Named-object pointing records:
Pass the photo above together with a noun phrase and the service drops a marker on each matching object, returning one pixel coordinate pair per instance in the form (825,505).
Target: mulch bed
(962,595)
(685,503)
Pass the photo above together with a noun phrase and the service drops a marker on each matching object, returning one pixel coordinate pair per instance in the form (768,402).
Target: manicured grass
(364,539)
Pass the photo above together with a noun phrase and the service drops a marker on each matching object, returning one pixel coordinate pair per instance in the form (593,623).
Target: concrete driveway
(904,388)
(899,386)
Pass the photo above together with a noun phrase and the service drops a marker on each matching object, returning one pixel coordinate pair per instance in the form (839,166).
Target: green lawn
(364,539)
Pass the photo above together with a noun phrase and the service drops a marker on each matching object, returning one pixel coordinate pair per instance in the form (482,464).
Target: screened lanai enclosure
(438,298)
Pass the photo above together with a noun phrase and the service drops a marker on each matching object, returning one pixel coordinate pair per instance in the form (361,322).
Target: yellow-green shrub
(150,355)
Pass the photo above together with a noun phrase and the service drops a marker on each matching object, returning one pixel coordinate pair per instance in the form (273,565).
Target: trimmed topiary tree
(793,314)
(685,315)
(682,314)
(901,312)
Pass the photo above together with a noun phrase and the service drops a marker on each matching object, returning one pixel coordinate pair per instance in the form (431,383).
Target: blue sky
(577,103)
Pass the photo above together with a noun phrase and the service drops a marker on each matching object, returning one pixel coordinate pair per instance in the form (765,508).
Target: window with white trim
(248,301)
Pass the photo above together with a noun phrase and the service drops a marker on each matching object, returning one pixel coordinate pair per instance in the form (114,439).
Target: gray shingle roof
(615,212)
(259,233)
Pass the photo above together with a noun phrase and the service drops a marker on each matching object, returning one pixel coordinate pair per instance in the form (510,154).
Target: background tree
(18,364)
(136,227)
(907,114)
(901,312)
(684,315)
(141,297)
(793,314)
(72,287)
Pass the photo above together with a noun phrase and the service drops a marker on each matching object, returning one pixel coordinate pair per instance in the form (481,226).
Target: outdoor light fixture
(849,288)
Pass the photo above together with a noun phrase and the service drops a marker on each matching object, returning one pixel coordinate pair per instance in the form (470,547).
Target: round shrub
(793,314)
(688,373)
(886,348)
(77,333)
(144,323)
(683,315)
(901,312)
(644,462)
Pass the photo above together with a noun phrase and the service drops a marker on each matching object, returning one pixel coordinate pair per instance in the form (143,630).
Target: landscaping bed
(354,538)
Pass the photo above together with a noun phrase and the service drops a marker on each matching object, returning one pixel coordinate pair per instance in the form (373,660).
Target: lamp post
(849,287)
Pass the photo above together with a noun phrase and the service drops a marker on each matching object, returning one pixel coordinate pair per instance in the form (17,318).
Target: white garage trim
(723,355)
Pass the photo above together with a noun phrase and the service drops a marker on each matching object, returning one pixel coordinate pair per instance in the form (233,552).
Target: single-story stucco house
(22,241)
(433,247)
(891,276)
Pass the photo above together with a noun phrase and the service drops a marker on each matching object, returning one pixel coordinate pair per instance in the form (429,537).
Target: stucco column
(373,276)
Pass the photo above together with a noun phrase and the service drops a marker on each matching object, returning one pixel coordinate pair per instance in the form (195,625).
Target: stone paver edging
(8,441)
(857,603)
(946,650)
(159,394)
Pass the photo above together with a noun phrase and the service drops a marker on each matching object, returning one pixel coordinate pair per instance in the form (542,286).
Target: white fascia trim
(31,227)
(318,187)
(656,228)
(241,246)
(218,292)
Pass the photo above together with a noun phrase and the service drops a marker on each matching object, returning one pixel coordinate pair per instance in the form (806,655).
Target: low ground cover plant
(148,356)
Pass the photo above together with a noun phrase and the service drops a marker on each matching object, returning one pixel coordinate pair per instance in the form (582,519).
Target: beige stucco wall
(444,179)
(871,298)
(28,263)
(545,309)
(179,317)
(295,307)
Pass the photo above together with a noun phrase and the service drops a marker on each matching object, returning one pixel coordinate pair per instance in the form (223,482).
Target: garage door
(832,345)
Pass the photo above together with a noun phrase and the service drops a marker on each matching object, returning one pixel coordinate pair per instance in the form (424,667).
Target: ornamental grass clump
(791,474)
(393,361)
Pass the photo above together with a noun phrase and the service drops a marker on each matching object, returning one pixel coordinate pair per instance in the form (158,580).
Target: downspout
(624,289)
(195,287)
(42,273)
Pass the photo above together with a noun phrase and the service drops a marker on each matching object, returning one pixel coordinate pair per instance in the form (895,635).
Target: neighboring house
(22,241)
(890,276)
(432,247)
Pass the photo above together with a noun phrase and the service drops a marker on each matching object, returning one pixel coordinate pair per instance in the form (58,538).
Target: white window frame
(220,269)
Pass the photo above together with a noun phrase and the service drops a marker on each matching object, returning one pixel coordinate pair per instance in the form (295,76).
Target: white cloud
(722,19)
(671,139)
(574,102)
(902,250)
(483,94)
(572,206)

## What is needed
Quote all the records. Keep every word exact.

## Exercise response
Pass the photo above together with a noun phrase and the service drops a marker on each matching object, returning one pixel coordinate pair per instance in the form (825,505).
Target: mulch bed
(962,595)
(685,503)
Pass the photo above together with a noun phrase and the service drops a marker on each matching object, returning one pixel coordinate pair per instance in the form (768,402).
Target: manicured grass
(364,539)
Pass the photo above together with a noun phrase and the service drops a marker on each matching object, returning one pixel coordinate pair per instance in the form (593,623).
Target: concrete driveway
(904,388)
(899,386)
Pass the photo above together with a noun phrase and the service drops a marker on each matching object, returning one pixel coordinate pair per instance in the form (839,166).
Target: green lawn
(364,539)
Pass the photo above together with a noun phrase and the service drops a marker on each matching object, returning one pixel coordinate pair per instance in the form (482,464).
Target: screened lanai enclosure
(438,298)
Pass the photo above together with a noun phrase and the service drops a marker on each matching object, returning one pixel coordinate pair per instance in the form (361,322).
Target: yellow-green shrub
(150,355)
Pass the photo above together with a noun phrase and the service drops a marker on each matching object, returning one pixel coordinate pair per instance in the form (273,565).
Target: trimmed topiary tree
(793,314)
(685,315)
(682,314)
(901,312)
Pass the photo above together with a noun phrase and the service drops a marker on each matching object, returning one pixel coordinate pair per instance in the form (431,383).
Target: blue sky
(577,103)
Pass the photo above together with a noun phrase and the service drops a marker on each matching object, returning one pixel coordinate pair per instance in the form (765,508).
Target: window with white trim
(248,301)
Pass the photo above together with a noun phrase and the service drops a marker on each matching object, returning one pixel coordinate pair per instance in the form (114,439).
Target: gray shingle roof
(615,212)
(259,233)
Pass the photo above together with a noun phrase and the service drops a marker on each matching object, returning one pixel coordinate pair per instance in the form (510,154).
Target: background tree
(18,364)
(136,227)
(907,114)
(901,312)
(684,315)
(141,297)
(793,314)
(72,287)
Pass the photo above together with a noun phrase and the service drops a marker on each matching object, returning one pixel coordinate pair per instance in the form (481,226).
Target: outdoor light fixture
(849,288)
Pass the photo above together with a noun phrase and the service drops a marker on each matching object, returning one pixel coordinate pair per instance in the form (470,547).
Target: round shrub
(793,314)
(688,373)
(886,348)
(77,333)
(144,323)
(683,315)
(901,312)
(644,462)
Pass the photo above together with a noun phrase and the service drops a marker on each matching object, returning one pixel coordinate pair per instance in the form (143,630).
Target: landscaping bed
(354,538)
Pass the photo above together with a noun phrase and the service drops a marker on each matching object, returning one pixel coordinate pair per instance in the form (373,660).
Target: lamp post
(849,287)
Pass the photo above together with a noun phrase and the service drops a marker on each matching object, returning one pixel coordinate pair per instance in the form (17,318).
Target: white garage trim
(723,355)
Pass the photo above together with a noun phrase and the service drops a marker on each matching object, returning one pixel coordinate pair per instance in the form (233,552).
Target: single-story stucco house
(22,241)
(433,247)
(891,276)
Pass the photo above together with a noun phrase and the service drops a marker on each matching object, returning one pixel coordinate pair per instance in the form (429,537).
Target: stucco column
(373,276)
Pass the photo above together with a noun phrase and the service drops a marker on each matching object, returning one pixel coordinate pair per instance in the form (195,625).
Target: stone paver edging
(8,441)
(857,603)
(946,650)
(159,394)
Pass the photo above together with a noun phrase and the service drops a marker on each matching object, returning one pixel coordinate pair per instance in the form (542,286).
Target: white fascia trim
(31,227)
(318,187)
(656,228)
(241,246)
(218,292)
Pass the photo above together with a noun phrase and the service drops a marker on each matching object, returning one pixel coordinate pair per instance in the form (806,655).
Target: low ground cover plant
(148,356)
Pass the photo above together with a noun phrase and the service drops a marker on each matching object, returning one pixel coordinate pair per instance in the form (582,519).
Target: beige stucco wall
(444,179)
(871,298)
(28,263)
(545,309)
(179,317)
(295,307)
Pass the photo above together with a noun phrase and the service drops a marker on each matching object, returning one pixel coordinate pair per instance in the form (223,482).
Target: garage door
(832,345)
Pass the photo above together with a noun phrase and the service drops a marker on each matching object, returning one pixel coordinate pair per instance in the form (424,667).
Target: ornamental grass clump
(791,474)
(393,361)
Pass the photo above together with a noun phrase and the service drops a marker on each matching object, returning one pixel coordinate pair per instance in the form (158,580).
Target: downspout
(624,289)
(195,287)
(42,273)
Pass the photo above together with a noun phrase and the service drops a marker on each matching object, returning one pixel coordinate pair per instance in the form (895,635).
Target: neighboring house
(22,241)
(890,276)
(432,247)
Pass the photo above together with a noun phrase and the service drops a marker on each matching object, returning one pixel coordinate pair per instance in the form (58,538).
Target: white window frame
(220,269)
Pass the photo above together with a noun phrase and the service drops a marker on each matching object, returning one pixel coordinate pair per instance in the form (295,76).
Target: white cloud
(722,19)
(671,139)
(574,102)
(902,250)
(483,94)
(572,206)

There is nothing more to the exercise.